◆ Description of the task: With the pictures removed, the data below must be transcribed in full and exactly.

*** Opening Provided data ***

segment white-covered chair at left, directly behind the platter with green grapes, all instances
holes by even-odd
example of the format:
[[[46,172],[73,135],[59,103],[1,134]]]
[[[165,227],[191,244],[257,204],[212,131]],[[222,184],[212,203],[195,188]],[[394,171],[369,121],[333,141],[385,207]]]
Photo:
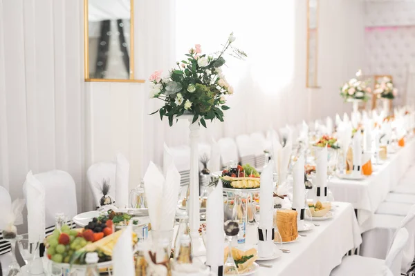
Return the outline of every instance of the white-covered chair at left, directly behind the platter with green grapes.
[[[68,172],[63,170],[50,170],[48,172],[33,175],[45,188],[45,226],[46,236],[55,230],[55,217],[57,213],[63,213],[68,219],[71,228],[77,215],[76,186],[75,181]],[[23,185],[25,199],[26,181]]]

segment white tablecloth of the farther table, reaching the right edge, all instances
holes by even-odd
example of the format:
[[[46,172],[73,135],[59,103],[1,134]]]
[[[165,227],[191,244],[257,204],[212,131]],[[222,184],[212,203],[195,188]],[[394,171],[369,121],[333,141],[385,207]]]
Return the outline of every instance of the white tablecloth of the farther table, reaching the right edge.
[[[339,179],[329,181],[329,189],[335,201],[349,202],[357,210],[360,226],[371,217],[387,194],[398,184],[415,159],[415,139],[407,141],[405,147],[387,154],[382,164],[373,165],[372,175],[362,180]]]

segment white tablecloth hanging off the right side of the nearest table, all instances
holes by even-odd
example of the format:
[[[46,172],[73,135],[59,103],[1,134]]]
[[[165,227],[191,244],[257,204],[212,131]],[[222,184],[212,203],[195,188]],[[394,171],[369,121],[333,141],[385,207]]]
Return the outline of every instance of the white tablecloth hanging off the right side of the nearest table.
[[[301,237],[298,242],[283,244],[291,253],[282,253],[282,256],[272,261],[261,262],[272,264],[273,268],[260,267],[257,275],[329,275],[331,270],[342,262],[342,257],[362,243],[360,228],[349,203],[334,202],[333,219],[314,221],[320,224],[313,230],[303,232],[307,236]],[[248,241],[252,241],[252,230],[248,228]]]

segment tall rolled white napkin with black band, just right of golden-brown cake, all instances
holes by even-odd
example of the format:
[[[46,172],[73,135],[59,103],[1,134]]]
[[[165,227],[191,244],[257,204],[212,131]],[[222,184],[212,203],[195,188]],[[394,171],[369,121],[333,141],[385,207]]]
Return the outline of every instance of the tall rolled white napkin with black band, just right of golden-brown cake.
[[[302,228],[306,206],[306,186],[304,185],[304,155],[293,166],[293,206],[297,210],[297,226]]]

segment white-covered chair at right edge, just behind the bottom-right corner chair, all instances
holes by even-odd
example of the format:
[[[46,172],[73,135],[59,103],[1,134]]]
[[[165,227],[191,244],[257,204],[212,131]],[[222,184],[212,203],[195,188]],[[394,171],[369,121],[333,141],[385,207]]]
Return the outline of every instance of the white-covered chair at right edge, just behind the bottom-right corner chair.
[[[400,228],[408,230],[409,237],[407,246],[403,250],[401,268],[401,272],[406,274],[415,255],[415,205],[411,207],[406,217],[374,214],[362,227],[370,230],[362,235],[360,255],[378,259],[385,259],[394,235]]]

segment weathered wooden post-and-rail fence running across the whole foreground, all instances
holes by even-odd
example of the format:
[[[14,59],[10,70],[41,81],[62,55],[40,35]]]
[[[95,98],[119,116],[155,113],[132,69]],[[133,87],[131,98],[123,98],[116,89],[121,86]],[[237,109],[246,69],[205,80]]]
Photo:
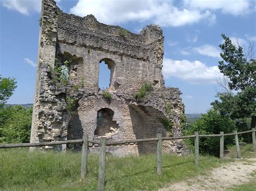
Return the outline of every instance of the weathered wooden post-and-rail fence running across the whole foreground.
[[[250,131],[226,133],[223,131],[219,135],[199,135],[198,132],[194,132],[194,135],[191,136],[181,136],[181,137],[162,137],[161,133],[157,134],[156,138],[145,138],[145,139],[134,139],[134,140],[121,140],[106,142],[106,137],[100,137],[99,142],[96,140],[89,140],[88,135],[84,135],[83,139],[77,140],[64,140],[59,142],[45,142],[45,143],[20,143],[20,144],[1,144],[0,148],[15,148],[15,147],[35,147],[35,146],[52,146],[52,145],[62,145],[62,144],[72,144],[72,143],[83,143],[82,146],[82,163],[81,163],[81,179],[84,179],[86,176],[86,167],[87,167],[87,153],[88,153],[88,144],[98,144],[99,145],[99,173],[98,173],[98,189],[103,190],[105,185],[105,157],[106,157],[106,146],[114,145],[127,145],[127,144],[136,144],[142,142],[151,142],[157,141],[157,174],[162,172],[162,153],[161,147],[163,140],[175,140],[175,139],[186,139],[194,138],[194,162],[196,165],[199,164],[199,137],[220,137],[220,159],[224,157],[224,137],[225,136],[234,136],[235,145],[237,148],[237,158],[241,158],[240,147],[238,142],[238,135],[244,133],[252,132],[252,143],[253,143],[253,152],[256,152],[256,143],[255,143],[255,128],[252,128]]]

*** Closing Provided data ***

◆ Task response:
segment white-covered chair at left, directly behind the platter with green grapes, all instances
holes by even-odd
example of the format:
[[[46,172],[73,135],[59,103],[1,134]]]
[[[165,227],[191,244],[257,204],[212,131]],[[222,184],[212,203],[195,188]],[[394,171],[369,121],[333,141],[385,207]]]
Photo:
Return the outline of every instance of the white-covered chair at left, directly behind the platter with green grapes.
[[[68,172],[63,170],[50,170],[48,172],[33,175],[45,188],[45,226],[46,236],[55,230],[55,217],[57,213],[63,213],[68,219],[71,228],[77,215],[76,186],[75,181]],[[23,185],[25,199],[26,181]]]

segment white tablecloth of the farther table, reaching the right edge, all instances
holes by even-odd
example of the format:
[[[46,172],[73,135],[59,103],[1,134]]]
[[[165,227],[191,244],[257,204],[212,131]],[[222,184],[212,203],[195,188]],[[394,171],[369,121],[333,141],[385,207]]]
Return the outline of every instance of the white tablecloth of the farther table, reaching the right edge.
[[[339,179],[329,181],[329,189],[335,201],[349,202],[357,210],[360,226],[371,217],[387,194],[398,184],[415,159],[415,139],[407,141],[405,147],[387,154],[382,164],[373,165],[372,175],[362,180]]]

segment white tablecloth hanging off the right side of the nearest table, all instances
holes by even-odd
example of the format:
[[[46,172],[73,135],[59,103],[1,134]]]
[[[165,227],[191,244],[257,204],[212,131]],[[222,184],[212,203],[195,188]],[[394,171],[369,121],[333,141],[385,207]]]
Return the outline of every instance of the white tablecloth hanging off the right side of the nearest table.
[[[301,237],[298,242],[283,244],[291,253],[282,253],[282,256],[272,261],[261,262],[272,264],[273,268],[260,267],[257,275],[329,275],[331,270],[342,262],[342,257],[362,243],[360,228],[349,203],[334,202],[333,219],[314,221],[320,224],[313,230],[303,232],[307,236]],[[248,241],[252,241],[252,230],[248,228]]]

segment tall rolled white napkin with black band, just right of golden-brown cake, all instances
holes by even-odd
example of the format:
[[[46,172],[73,135],[59,103],[1,134]]]
[[[165,227],[191,244],[257,204],[212,131]],[[222,184],[212,203],[195,188]],[[394,171],[369,121],[333,141],[385,207]]]
Return the outline of every instance of the tall rolled white napkin with black band, just right of golden-brown cake.
[[[302,228],[306,206],[306,186],[304,185],[304,155],[293,166],[293,206],[297,210],[297,226]]]

segment white-covered chair at right edge, just behind the bottom-right corner chair, all instances
holes by even-odd
example of the format:
[[[46,172],[73,135],[59,103],[1,134]]]
[[[165,227],[191,244],[257,204],[212,131]],[[222,184],[212,203],[195,188]],[[394,171],[369,121],[333,141],[385,207]]]
Return the outline of every instance of the white-covered chair at right edge, just behind the bottom-right corner chair.
[[[400,228],[408,230],[409,237],[407,246],[403,250],[401,268],[401,272],[406,274],[415,255],[415,205],[411,207],[406,217],[374,214],[362,227],[370,230],[362,235],[360,255],[378,259],[385,259],[394,235]]]

segment weathered wooden post-and-rail fence running across the whole foreground, all instances
holes by even-odd
example of the format:
[[[14,59],[10,70],[41,81],[62,55],[40,35]]]
[[[95,98],[119,116],[155,113],[132,69]],[[133,87],[131,98],[123,98],[116,89],[121,86]],[[237,109],[246,69],[205,80]]]
Photo:
Return the outline of every instance of the weathered wooden post-and-rail fence running across the whole foreground.
[[[250,131],[226,133],[223,131],[219,135],[199,135],[198,132],[194,132],[194,135],[191,136],[181,136],[181,137],[162,137],[161,133],[157,134],[156,138],[145,138],[145,139],[134,139],[134,140],[121,140],[106,142],[106,137],[100,137],[99,142],[96,140],[89,140],[88,135],[84,135],[83,139],[77,140],[64,140],[59,142],[45,142],[45,143],[20,143],[20,144],[1,144],[0,148],[15,148],[15,147],[35,147],[35,146],[52,146],[52,145],[62,145],[62,144],[72,144],[72,143],[83,143],[82,146],[82,163],[81,163],[81,179],[84,179],[86,176],[86,167],[87,167],[87,153],[88,153],[88,144],[98,144],[99,145],[99,173],[98,173],[98,189],[103,190],[105,185],[105,157],[106,157],[106,146],[114,145],[127,145],[127,144],[136,144],[142,142],[151,142],[157,141],[157,174],[162,172],[162,153],[161,147],[163,140],[175,140],[175,139],[186,139],[194,138],[194,162],[196,165],[199,164],[199,137],[220,137],[220,159],[224,157],[224,137],[225,136],[234,136],[235,145],[237,148],[237,158],[241,158],[240,147],[238,142],[238,135],[244,133],[252,132],[252,143],[253,143],[253,152],[256,152],[256,143],[255,143],[255,128],[252,128]]]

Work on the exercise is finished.